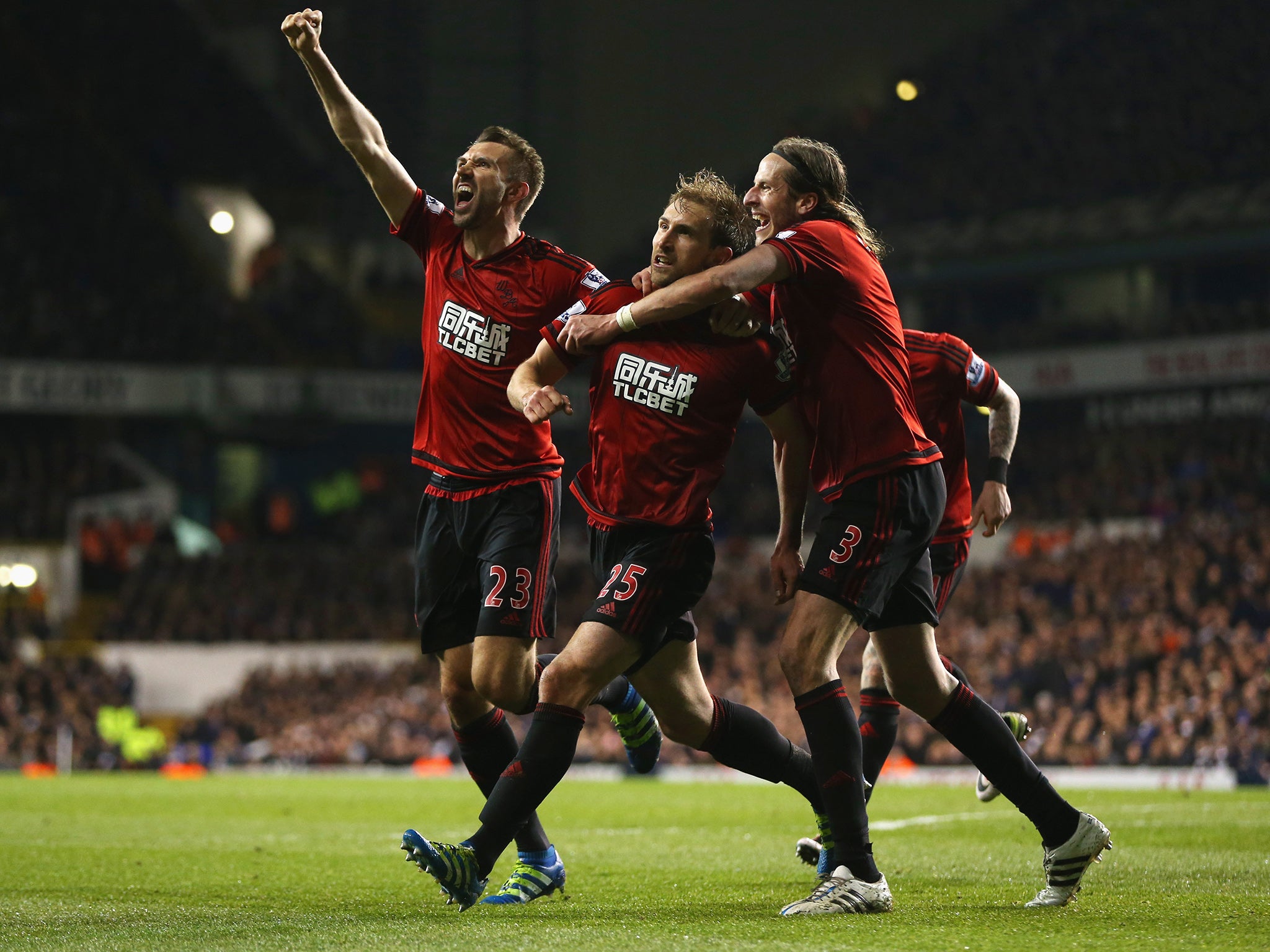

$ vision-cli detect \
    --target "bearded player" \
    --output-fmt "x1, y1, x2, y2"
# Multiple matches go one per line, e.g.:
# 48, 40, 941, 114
282, 9, 662, 904
402, 171, 822, 907
562, 138, 1110, 915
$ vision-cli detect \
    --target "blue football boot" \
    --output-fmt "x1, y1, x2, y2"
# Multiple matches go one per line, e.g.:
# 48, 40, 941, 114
610, 684, 662, 773
401, 830, 487, 913
481, 847, 564, 906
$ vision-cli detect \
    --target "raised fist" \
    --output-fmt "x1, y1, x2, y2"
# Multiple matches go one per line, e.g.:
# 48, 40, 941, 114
282, 6, 321, 53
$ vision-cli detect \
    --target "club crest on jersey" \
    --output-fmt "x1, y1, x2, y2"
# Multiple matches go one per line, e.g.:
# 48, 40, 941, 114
437, 301, 512, 367
613, 353, 697, 416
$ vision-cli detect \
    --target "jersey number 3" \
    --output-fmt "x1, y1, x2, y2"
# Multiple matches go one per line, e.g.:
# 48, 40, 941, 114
829, 526, 865, 565
485, 565, 533, 608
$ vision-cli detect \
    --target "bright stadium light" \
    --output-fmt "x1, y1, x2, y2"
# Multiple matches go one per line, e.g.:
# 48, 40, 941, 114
9, 562, 39, 589
207, 208, 234, 235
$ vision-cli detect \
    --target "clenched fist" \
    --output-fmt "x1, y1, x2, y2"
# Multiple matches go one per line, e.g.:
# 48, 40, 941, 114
521, 385, 573, 423
282, 6, 321, 53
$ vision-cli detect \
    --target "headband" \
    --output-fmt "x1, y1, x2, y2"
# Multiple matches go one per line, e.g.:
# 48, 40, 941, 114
772, 146, 842, 202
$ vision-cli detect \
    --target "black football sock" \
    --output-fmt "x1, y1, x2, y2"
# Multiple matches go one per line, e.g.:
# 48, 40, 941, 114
859, 688, 899, 803
590, 674, 631, 713
940, 655, 974, 690
931, 684, 1081, 847
471, 705, 587, 876
455, 707, 551, 853
794, 678, 874, 882
701, 694, 824, 814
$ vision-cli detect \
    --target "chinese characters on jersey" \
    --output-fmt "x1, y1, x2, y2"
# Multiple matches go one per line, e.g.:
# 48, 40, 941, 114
437, 301, 512, 367
613, 353, 697, 416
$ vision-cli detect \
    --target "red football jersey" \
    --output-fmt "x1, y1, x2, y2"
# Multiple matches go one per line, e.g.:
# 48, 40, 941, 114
391, 189, 606, 485
904, 328, 1001, 542
542, 281, 794, 528
756, 219, 940, 503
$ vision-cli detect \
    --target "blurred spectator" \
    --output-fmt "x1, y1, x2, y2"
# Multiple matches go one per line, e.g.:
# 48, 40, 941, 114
0, 614, 132, 769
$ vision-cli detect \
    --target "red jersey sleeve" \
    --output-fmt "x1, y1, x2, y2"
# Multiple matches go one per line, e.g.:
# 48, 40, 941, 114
954, 338, 1001, 406
389, 188, 460, 264
749, 334, 794, 416
541, 279, 641, 368
763, 218, 864, 282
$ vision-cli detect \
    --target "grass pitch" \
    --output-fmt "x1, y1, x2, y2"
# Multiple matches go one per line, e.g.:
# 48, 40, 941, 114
0, 774, 1270, 952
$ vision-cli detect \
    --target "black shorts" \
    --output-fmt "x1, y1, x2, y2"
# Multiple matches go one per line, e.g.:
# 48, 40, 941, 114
414, 475, 560, 654
799, 464, 945, 631
582, 526, 714, 674
931, 536, 970, 615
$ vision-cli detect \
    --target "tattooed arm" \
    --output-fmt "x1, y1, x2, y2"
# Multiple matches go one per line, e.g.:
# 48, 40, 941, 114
970, 381, 1018, 536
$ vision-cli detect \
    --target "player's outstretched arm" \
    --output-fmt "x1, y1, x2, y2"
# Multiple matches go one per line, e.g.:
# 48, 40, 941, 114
762, 400, 812, 604
970, 381, 1020, 537
560, 245, 790, 354
282, 7, 418, 226
507, 340, 573, 423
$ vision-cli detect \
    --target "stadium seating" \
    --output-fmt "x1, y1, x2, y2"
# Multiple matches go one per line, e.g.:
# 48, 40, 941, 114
823, 0, 1270, 229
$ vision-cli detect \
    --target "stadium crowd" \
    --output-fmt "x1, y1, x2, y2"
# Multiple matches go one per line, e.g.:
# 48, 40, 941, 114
0, 606, 132, 769
161, 499, 1270, 782
828, 0, 1270, 229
+ + + + + + +
Put every line of the items above into a numbered list, skipping blank lines and leaving out any pictures.

1. $ vision-cli detect \
2.     --target "bearded player" \
3.     --output-fmt "x1, y1, x2, y2"
4. # Multiple matches go one per line, e.g.:
5. # 48, 40, 941, 114
6. 282, 9, 662, 904
7. 402, 171, 822, 907
8. 562, 138, 1110, 915
9. $ vision-cli detect \
10.     --target "blue football boot" \
11.     --output-fmt "x1, y1, x2, y2"
12. # Multiple matches go one per line, e.g.:
13. # 48, 40, 941, 114
14. 610, 684, 662, 773
15. 401, 830, 487, 913
16. 481, 847, 564, 906
17. $ vision-cli detect \
18.     --target "raised fist" \
19.     --output-fmt "x1, y1, x2, y2"
20. # Multiple matches go one per line, e.g.:
21. # 48, 40, 941, 114
22. 282, 6, 321, 53
23. $ vision-cli detect \
24.     --target "club crest on jersey" \
25.     --output-fmt "x1, y1, x2, y2"
26. # Multiple matches go one per line, e.g.:
27. # 48, 40, 941, 114
28. 437, 301, 512, 367
29. 613, 353, 697, 416
30. $ vision-cli detect \
31.     --target "jersey number 3" \
32.     --output-fmt "x1, y1, x2, y2"
33. # Multiple matches go one per line, e.g.:
34. # 48, 40, 941, 114
35. 829, 526, 865, 565
36. 485, 565, 533, 608
37. $ vision-cli detect \
38.     --target "bright stadium light" \
39.     --output-fmt "x1, y1, x2, y2"
40. # Multiple matches go one per line, e.g.:
41. # 48, 40, 941, 114
42. 9, 562, 39, 589
43. 207, 208, 234, 235
44. $ vision-cli detect \
45.     --target "clenched fist" \
46.     --output-fmt "x1, y1, x2, y2"
47. # Multiple matches go one per line, e.g.:
48. # 48, 40, 941, 114
49. 521, 385, 573, 423
50. 282, 6, 321, 53
51. $ vision-cli detect \
52.     --target "headband" \
53.     --output-fmt "x1, y1, x2, y2"
54. # Multiple matches go one per line, e.g.:
55. # 48, 40, 941, 114
56. 772, 146, 842, 202
57. $ vision-cli detect \
58.     --target "black football sock" \
59.     --output-fmt "x1, y1, x2, y2"
60. # Multiple matches go one per line, e.g.:
61. # 48, 40, 941, 114
62. 859, 688, 899, 803
63. 590, 674, 631, 713
64. 940, 655, 974, 690
65. 931, 684, 1081, 847
66. 471, 705, 587, 876
67. 455, 707, 551, 853
68. 794, 678, 874, 882
69. 701, 694, 824, 814
70. $ vision-cli detect \
71.     --target "chinese characters on jersey" \
72.     --output-fmt "x1, y1, x2, y2"
73. # Multiple matches go one per line, e.g.:
74. # 48, 40, 941, 114
75. 437, 301, 512, 367
76. 613, 353, 697, 416
77. $ vision-cli detect \
78.     --target "red football jersey" \
79.     --output-fmt "x1, y1, x2, y2"
80. # Multiple matches go one per line, e.g.:
81. # 48, 40, 941, 114
82. 391, 189, 606, 485
83. 904, 328, 1001, 542
84. 542, 281, 794, 528
85. 756, 219, 940, 503
86. $ vision-cli detect \
87.     --target "blurred spectator" \
88.     --output-fmt "x1, y1, x2, y2"
89. # Multiple matches go one per line, e.g.:
90. # 48, 40, 941, 114
91. 0, 614, 132, 769
92. $ vision-cli detect \
93.     --target "red jersey sleeve" \
94.     --output-fmt "x1, y1, x2, y2"
95. # Multiple matches go one per line, e.g.:
96. # 48, 40, 941, 114
97. 954, 338, 1001, 406
98. 389, 188, 460, 264
99. 749, 334, 794, 416
100. 541, 279, 641, 368
101. 763, 218, 864, 282
102. $ vision-cli detect \
103.     --target "grass pitch" \
104.     --output-fmt "x1, y1, x2, y2"
105. # Multiple matches go one per line, e.g.:
106. # 48, 40, 941, 114
107. 0, 774, 1270, 952
108. $ vision-cli detect \
109.     --target "black shorts" \
110.     --output-fmt "x1, y1, x2, y2"
111. # Multiple matches go one per line, e.g.:
112. # 48, 40, 941, 114
113. 414, 475, 560, 654
114. 799, 464, 945, 631
115. 582, 526, 714, 674
116. 931, 536, 970, 615
117. $ vision-cli detect \
118.     --target "tattooed arm" \
119.     --output-fmt "x1, y1, x2, y2"
120. # Multiple matches go one per line, e.g.:
121. # 48, 40, 941, 114
122. 970, 381, 1018, 536
123. $ vision-cli detect \
124.     --target "player's outstretched arm" \
125.     --output-fmt "x1, y1, x2, y2"
126. # Multiple matches go one per line, e.g.:
127. # 48, 40, 941, 114
128. 762, 400, 812, 604
129. 970, 381, 1020, 537
130. 560, 245, 790, 354
131. 282, 7, 418, 226
132. 507, 340, 573, 423
133. $ vision-cli detect \
134.     --target "stadium seating" \
135.     --output-fmt "x1, y1, x2, y2"
136. # Multiple matches go one per line, e.g.:
137. # 48, 40, 941, 114
138. 823, 0, 1270, 229
139. $ vision-cli detect \
140.     --target "stadium crowd" \
141.     --output-fmt "x1, y1, x2, y2"
142. # Multiple matches go one per line, e.g.:
143. # 48, 40, 941, 114
144. 0, 606, 132, 769
145. 161, 499, 1270, 782
146. 828, 0, 1270, 229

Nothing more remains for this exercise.